INSTRUCTIONS TO FOLLOW:
Reproduce the section of the listing that begins at the line containing "Need: tag one point per instance of the blue sleeveless" and finishes at the line containing "Target: gold chair". Include both end lines and nothing beyond them.

════════════════════

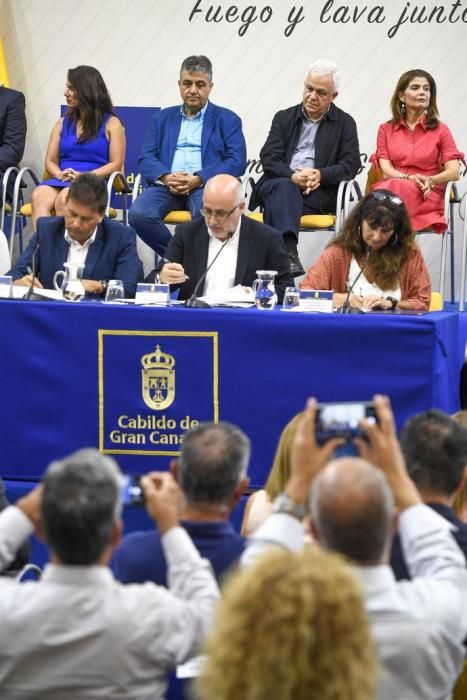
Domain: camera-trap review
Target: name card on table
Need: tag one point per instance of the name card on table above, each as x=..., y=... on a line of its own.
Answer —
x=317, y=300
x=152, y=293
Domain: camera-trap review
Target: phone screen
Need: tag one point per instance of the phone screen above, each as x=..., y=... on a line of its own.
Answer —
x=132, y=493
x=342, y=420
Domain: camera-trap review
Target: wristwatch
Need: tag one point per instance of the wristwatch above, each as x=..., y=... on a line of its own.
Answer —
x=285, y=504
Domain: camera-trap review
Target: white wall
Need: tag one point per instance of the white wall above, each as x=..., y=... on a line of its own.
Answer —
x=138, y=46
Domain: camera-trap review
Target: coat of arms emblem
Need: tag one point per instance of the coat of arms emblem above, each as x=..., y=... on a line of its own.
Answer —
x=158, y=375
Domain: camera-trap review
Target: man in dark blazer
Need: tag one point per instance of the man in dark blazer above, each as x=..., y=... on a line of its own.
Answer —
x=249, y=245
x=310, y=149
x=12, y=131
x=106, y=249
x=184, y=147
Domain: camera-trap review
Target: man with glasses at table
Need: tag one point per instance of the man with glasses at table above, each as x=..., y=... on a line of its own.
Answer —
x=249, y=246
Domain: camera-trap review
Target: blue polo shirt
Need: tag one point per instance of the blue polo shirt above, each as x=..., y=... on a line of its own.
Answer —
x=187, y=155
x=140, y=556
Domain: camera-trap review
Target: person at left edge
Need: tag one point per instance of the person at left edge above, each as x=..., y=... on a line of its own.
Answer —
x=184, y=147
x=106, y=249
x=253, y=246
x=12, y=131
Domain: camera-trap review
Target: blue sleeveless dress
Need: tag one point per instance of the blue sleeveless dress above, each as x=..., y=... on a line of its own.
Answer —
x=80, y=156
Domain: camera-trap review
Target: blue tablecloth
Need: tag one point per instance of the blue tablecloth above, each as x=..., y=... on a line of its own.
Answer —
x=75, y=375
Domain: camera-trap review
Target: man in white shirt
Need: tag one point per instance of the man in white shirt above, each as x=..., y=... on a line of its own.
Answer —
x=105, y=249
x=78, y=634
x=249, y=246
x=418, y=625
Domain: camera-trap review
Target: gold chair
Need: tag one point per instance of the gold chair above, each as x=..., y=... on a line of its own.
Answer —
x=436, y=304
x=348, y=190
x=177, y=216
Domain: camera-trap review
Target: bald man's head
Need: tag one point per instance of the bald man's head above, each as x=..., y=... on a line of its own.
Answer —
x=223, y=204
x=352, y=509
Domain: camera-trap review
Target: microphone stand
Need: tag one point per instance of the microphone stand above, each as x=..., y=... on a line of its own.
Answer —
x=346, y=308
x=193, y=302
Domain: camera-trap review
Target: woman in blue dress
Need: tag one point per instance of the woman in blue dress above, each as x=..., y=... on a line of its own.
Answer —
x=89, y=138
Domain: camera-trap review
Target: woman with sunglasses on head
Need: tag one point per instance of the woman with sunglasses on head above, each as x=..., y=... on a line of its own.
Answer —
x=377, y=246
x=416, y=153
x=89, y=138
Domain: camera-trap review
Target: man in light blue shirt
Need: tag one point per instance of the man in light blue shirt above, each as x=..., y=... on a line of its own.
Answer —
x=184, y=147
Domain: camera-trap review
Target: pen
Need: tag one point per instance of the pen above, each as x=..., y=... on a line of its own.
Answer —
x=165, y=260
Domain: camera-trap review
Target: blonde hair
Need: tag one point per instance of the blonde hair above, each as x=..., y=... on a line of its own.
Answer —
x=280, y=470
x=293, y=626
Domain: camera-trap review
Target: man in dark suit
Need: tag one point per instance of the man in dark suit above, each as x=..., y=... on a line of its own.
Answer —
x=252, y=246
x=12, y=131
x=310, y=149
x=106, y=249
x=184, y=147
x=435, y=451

════════════════════

FINAL ANSWER:
Need: tag one point per instance of the blue sleeveless dress above, each as x=..., y=... on a line of its own.
Answer —
x=80, y=156
Domain: camera-trap review
Target: blue tablecloth
Need: tag one point per instance of the blue tablecloth above, each as x=..., y=... on a line of its own.
Answer —
x=75, y=375
Domain: camera-trap review
Target: man in white shirt
Need: tag one point per instance of the man in white shirt above, each as x=..., y=... on a line of its own.
Answer —
x=105, y=249
x=78, y=634
x=249, y=246
x=418, y=625
Domain: camera-trap review
Target: gold chair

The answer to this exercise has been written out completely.